Repeat every entry word for word. Images do not belong in the copy.

○ ○ ○ ○ ○ ○ ○

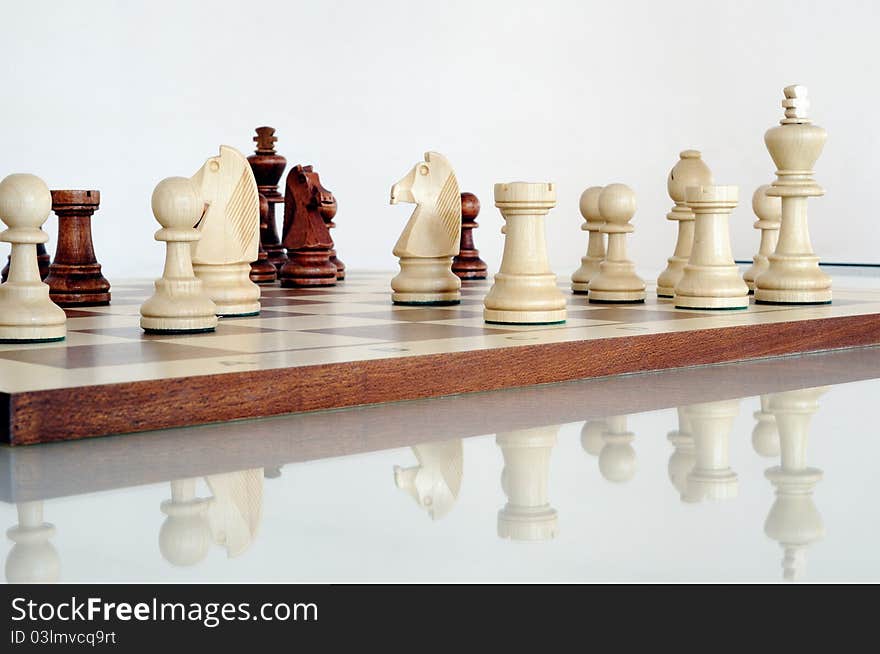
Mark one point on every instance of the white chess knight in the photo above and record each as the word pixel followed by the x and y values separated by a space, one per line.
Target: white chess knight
pixel 230 232
pixel 26 312
pixel 432 235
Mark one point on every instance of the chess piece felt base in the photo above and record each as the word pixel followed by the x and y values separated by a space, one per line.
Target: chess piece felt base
pixel 426 281
pixel 230 288
pixel 308 268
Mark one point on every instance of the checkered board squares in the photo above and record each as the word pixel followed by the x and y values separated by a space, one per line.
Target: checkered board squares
pixel 353 321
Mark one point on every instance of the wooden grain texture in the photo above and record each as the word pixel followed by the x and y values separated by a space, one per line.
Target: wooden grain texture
pixel 56 415
pixel 92 465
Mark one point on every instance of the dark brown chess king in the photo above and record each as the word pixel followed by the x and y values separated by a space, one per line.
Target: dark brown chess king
pixel 467 263
pixel 75 277
pixel 262 270
pixel 268 167
pixel 305 234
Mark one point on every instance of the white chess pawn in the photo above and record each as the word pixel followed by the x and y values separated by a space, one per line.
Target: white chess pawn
pixel 179 304
pixel 185 536
pixel 689 171
pixel 26 312
pixel 768 209
pixel 617 460
pixel 33 559
pixel 711 477
pixel 527 516
pixel 711 279
pixel 793 275
pixel 589 206
pixel 794 521
pixel 525 290
pixel 617 281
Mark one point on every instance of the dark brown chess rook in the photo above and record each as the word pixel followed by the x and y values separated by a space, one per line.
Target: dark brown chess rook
pixel 268 167
pixel 262 271
pixel 467 263
pixel 328 212
pixel 43 260
pixel 305 234
pixel 75 277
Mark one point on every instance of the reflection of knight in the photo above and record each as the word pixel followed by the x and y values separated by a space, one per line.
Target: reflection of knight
pixel 711 477
pixel 527 516
pixel 33 559
pixel 435 482
pixel 683 457
pixel 793 521
pixel 617 460
pixel 765 435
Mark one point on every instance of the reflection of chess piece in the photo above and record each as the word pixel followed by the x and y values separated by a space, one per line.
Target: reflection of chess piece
pixel 527 516
pixel 617 460
pixel 793 521
pixel 185 536
pixel 591 436
pixel 435 482
pixel 682 459
pixel 33 558
pixel 765 435
pixel 235 512
pixel 711 477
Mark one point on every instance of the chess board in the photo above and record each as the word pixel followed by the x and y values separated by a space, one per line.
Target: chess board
pixel 347 345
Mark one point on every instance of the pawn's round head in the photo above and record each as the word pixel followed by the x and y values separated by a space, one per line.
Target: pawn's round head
pixel 25 201
pixel 690 170
pixel 766 207
pixel 470 206
pixel 617 203
pixel 177 203
pixel 590 204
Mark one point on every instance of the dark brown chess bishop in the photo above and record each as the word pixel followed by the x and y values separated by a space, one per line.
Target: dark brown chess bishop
pixel 262 270
pixel 467 263
pixel 268 167
pixel 75 277
pixel 305 234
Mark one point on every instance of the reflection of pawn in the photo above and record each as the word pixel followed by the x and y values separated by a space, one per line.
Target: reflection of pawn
pixel 617 460
pixel 768 209
pixel 793 275
pixel 683 458
pixel 711 477
pixel 793 521
pixel 33 559
pixel 185 536
pixel 435 482
pixel 617 280
pixel 527 516
pixel 765 435
pixel 179 304
pixel 689 171
pixel 591 436
pixel 467 263
pixel 589 206
pixel 26 312
pixel 711 279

○ ○ ○ ○ ○ ○ ○

Response to this exercise:
Mark one point on every instance of the white chess knight in the photo above and record each as the word pixel followed by the x and y values separated by a space, one per line.
Target: white chess knight
pixel 230 232
pixel 26 312
pixel 432 235
Mark one point on every instance of the chess piece felt base in the photo above and record each as the word pixel followed by the x and y values separated by a space, one per line.
Target: chess piece felt base
pixel 426 281
pixel 230 288
pixel 308 268
Mark one point on every instance of the checkered board squares in the photo above and record each as the word pixel followed by the x and y values separated by a space, one per line.
Target: checkered board squares
pixel 353 321
Mark one point on every instance of the wooden grain texture in the photo above and record each as the word pixel followed by the x and y values separated by a space, one per line.
Target: wooden grain texture
pixel 56 415
pixel 92 465
Mark one point on every instance of the dark brown chess king in the photo above and record each as the word pixel followed by the x and y values separated by a space, one per line.
Target: dark brown chess king
pixel 467 263
pixel 75 277
pixel 262 270
pixel 268 167
pixel 305 234
Mark one point on every instance of the white chess pawn in the photo above and record each as the word pixel followed by the x and y values separated by a space, one per line.
Target: white chess pawn
pixel 179 304
pixel 185 536
pixel 689 171
pixel 26 312
pixel 768 209
pixel 617 460
pixel 33 559
pixel 711 477
pixel 527 516
pixel 711 279
pixel 793 275
pixel 589 206
pixel 794 521
pixel 525 290
pixel 617 281
Mark one point on every instance of the dark brown chess rook in the photo above and record each as the word pixel followed by the x and y values separated by a space, one per line.
Target: dark brown chess rook
pixel 268 167
pixel 262 271
pixel 467 263
pixel 328 212
pixel 43 260
pixel 305 234
pixel 75 277
Mark one point on every instance of the reflection of knight in the photo above and record each as the word pixel followed by the x and y values separated by a space, one per line.
Target: reflection of knight
pixel 711 477
pixel 527 516
pixel 33 559
pixel 435 482
pixel 683 457
pixel 793 521
pixel 617 460
pixel 765 435
Mark one point on every instance of the reflection of chess piece in the photo above and record each as the word pixel followed by the x and y values separated by a space, one per line.
Target: reflection of chess piece
pixel 527 516
pixel 617 460
pixel 793 521
pixel 185 536
pixel 591 436
pixel 435 482
pixel 682 459
pixel 33 558
pixel 765 435
pixel 235 512
pixel 711 477
Mark one point on every instance of the chess board in the photo above and record each as the word pixel followed by the x and y values separated by a space, one per line.
Target: chess board
pixel 347 345
Mark one point on every instance of the pawn's round head in the photo above and record each as the word pixel followed by the x and y values separated by a space, one per line.
Target: pawn's round head
pixel 25 201
pixel 690 170
pixel 766 207
pixel 470 206
pixel 617 203
pixel 177 203
pixel 590 204
Mark one point on every instance of the dark brown chess bishop in the photo above and record each as the word pixel followed by the x and y values separated by a space, one per line.
Target: dark brown chess bishop
pixel 262 270
pixel 467 263
pixel 268 167
pixel 75 277
pixel 305 234
Mark one point on every instance of the reflection of pawn in the photo above and record each as the word pixel followed by the x and y values separated by a space, one per line.
Target: reflection of pawn
pixel 617 460
pixel 768 209
pixel 793 275
pixel 683 458
pixel 711 477
pixel 793 521
pixel 33 559
pixel 185 536
pixel 435 482
pixel 617 280
pixel 527 516
pixel 765 435
pixel 179 304
pixel 689 171
pixel 591 436
pixel 467 263
pixel 589 206
pixel 26 312
pixel 711 279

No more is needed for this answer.